▶ [Documento de origem]:

================

Reproduzo, aqui, o artigo entitulado: "O Velho Carisma", publicado por Selvino Heck. Da conta a uma reflexão sobre o protagonismo da Lomba do Pinheiro, onde o mesmo foi militante das pastorais sociais e movimento populares da região, no decorrer da década de 1970 e dos anos 90.
No mês de maio esteve presente no Curso de Formação para lideranças, organizado pelo Conselho Popular da Lomba do Pinheiro, para mobilizar os participantes para a agenda do PPA. Segue, abaixo, o texto para a boa leitura!
“O VELHO CARISMA
Felizmente,
de vez em quando acontecem coisas na vida da gente que nos rejuvenescem, fazem
a vida recuperar sentido e ajudam a renascer/ressignificar a esperança.
Aproveitando
a preparação do Fórum Dialoga Brasil Sul do Plano Plurianual 2016-2019, e
sabendo que havia um curso de formação de lideranças na Parada 10 da Lomba do
Pinheiro (lá, antes dos nomes das vilas – São Pedro, Bonsucesso, Santa Helena,
Panorama, Mapa, dos Herdeiros, Esmeralda -, você sabe a localização através do
número da parada do ônibus. Morei muitos anos na parada 13, vila São Pedro, e
algum tempo na Parada 12, vila Santa Helena), voltei, com o Zeca (José
Vermohlen), companheiro dos bons da Secretaria Geral da Presidência, à Lomba do
Pinheiro velha de guerra.
Reencontrei
antigas lideranças ainda no batente, conheci novas. (Re)encontramos freis
franciscanos. Na casa onde morei nos anos 1970, Parada 13, vila São Pedro, mora
agora Frei Benício Warken, com estudantes de teologia, confrade que não via há
muitos anos. Encontrei-o na frente de casa, acompanhado de um jovem estudante
de teologia. Estava com uma pequena pá na mão, limpando o gramado, como
qualquer morador de folga sábado de tarde.

================

▶ [Itens de dados]:
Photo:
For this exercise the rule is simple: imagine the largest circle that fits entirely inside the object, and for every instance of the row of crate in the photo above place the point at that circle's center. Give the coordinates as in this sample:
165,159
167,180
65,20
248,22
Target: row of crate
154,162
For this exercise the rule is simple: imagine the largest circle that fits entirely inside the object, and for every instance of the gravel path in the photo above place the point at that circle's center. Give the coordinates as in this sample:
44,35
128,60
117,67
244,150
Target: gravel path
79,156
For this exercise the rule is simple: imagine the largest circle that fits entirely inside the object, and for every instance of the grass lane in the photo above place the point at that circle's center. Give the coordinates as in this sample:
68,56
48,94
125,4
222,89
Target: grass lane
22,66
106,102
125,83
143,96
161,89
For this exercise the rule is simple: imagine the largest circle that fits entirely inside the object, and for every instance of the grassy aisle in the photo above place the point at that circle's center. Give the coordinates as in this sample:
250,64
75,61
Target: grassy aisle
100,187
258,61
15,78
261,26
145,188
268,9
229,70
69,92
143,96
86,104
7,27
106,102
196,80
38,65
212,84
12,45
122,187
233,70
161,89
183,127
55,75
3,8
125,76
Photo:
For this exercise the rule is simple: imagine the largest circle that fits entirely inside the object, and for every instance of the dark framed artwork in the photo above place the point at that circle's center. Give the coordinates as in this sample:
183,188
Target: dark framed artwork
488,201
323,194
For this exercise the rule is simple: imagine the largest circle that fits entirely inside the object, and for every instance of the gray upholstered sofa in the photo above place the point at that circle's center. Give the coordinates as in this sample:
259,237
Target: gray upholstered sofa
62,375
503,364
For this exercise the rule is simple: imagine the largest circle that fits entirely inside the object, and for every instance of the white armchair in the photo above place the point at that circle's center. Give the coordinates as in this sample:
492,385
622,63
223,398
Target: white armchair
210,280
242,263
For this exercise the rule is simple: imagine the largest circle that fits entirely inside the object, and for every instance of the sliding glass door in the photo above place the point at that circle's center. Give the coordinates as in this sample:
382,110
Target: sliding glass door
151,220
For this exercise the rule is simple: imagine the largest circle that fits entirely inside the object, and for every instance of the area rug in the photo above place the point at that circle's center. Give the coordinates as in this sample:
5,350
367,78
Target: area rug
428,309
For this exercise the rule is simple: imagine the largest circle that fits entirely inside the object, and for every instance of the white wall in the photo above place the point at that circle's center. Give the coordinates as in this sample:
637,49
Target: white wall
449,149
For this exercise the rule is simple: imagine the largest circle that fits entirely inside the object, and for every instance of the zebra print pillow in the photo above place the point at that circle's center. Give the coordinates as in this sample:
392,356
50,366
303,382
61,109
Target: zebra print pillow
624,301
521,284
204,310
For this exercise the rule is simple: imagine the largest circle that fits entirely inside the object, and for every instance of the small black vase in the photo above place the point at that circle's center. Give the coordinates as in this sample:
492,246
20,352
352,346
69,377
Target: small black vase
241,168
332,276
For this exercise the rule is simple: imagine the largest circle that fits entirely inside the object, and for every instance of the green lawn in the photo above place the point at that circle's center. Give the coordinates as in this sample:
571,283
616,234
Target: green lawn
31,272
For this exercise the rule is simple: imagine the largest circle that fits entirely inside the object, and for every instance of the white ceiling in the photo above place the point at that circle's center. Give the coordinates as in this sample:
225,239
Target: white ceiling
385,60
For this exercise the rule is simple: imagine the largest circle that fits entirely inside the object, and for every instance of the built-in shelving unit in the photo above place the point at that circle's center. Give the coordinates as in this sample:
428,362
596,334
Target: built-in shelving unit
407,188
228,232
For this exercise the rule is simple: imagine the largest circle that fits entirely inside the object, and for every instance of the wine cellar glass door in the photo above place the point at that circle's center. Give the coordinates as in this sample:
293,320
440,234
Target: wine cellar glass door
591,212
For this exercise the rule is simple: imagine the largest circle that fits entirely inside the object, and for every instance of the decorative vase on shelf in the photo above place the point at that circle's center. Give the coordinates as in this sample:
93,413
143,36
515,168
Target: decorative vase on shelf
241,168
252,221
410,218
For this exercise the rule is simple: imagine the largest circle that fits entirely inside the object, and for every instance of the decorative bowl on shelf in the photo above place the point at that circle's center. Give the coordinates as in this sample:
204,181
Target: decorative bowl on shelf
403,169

================

▶ [Instrução dada 1]:
Devolva, por favor, cada linha dos registros que contenha a palavra "gravel".
▶ [Instrução dada 2]:
Escreva o que vem depois da última frase do texto sobre a volta à Lomba do Pinheiro.

▶ [Resposta do exercício 1]:
For this exercise the rule is simple: imagine the largest circle that fits entirely inside the object, and for every instance of the gravel path in the photo above place the point at that circle's center. Give the coordinates as in this sample:
Target: gravel path

▶ [Resposta do exercício 2]:
No
início dos anos 1970, os freis franciscanos resolveram inovar. Frei Arno Reckziegel
e outros freis foram morar no meio do povo, em casas de bairros populares da
Lomba do Pinheiro. Sem estrutura paroquial, pequenas comunidades de freis. Foram
fazer o trabalho de pastoral, com grupos de reflexão da Bíblia, as Comunidades
Eclesiais de Base (CEBs). E participar da vida do povo, ajudar na sua luta e
organização por direitos, por políticas públicas de saúde, educação, transporte
público e assim por diante. Juntei-me à experiência em 1977.
Cléo Bonotto,
jovem estudante falecido em estúpido acidente no início de 2014, fez a
dissertação no Mestrado de Integração Latino-americana da Universidade Federal
de Santa Maria, com o título “Tendo a cruz por bandeira: Movimentos religiosos
contra-hegemônicos na América Latina inspirando as histórias da formação e a
prática de agentes religiosos em movimentos populares no Rio Grande do Sul
(1970-1980)”. Entre outros, entrevistou Frei Arno Reckziegel e a mim sobre a
experiência da Lomba do Pinheiro.
O objetivo da
dissertação era “compreender os processos de formação e atuação de mediadores
religiosos que se engajaram em movimentos sociais no fim da década de 1970 e
início da década de 1980, no Estado do Rio Grande do Sul. Tendo em vista que,
em plena ditadura militar, na ausência de sindicatos e de partidos políticos
atuantes que expressassem os interesses das classes populares, reprimidos ou
cooptados pelo regime ditatorial, outras organizações da sociedade civil
ocuparam esse espaço, algumas dessas organizações tomaram parte ativa nos
conflitos e colocaram-se a serviço das classes populares”.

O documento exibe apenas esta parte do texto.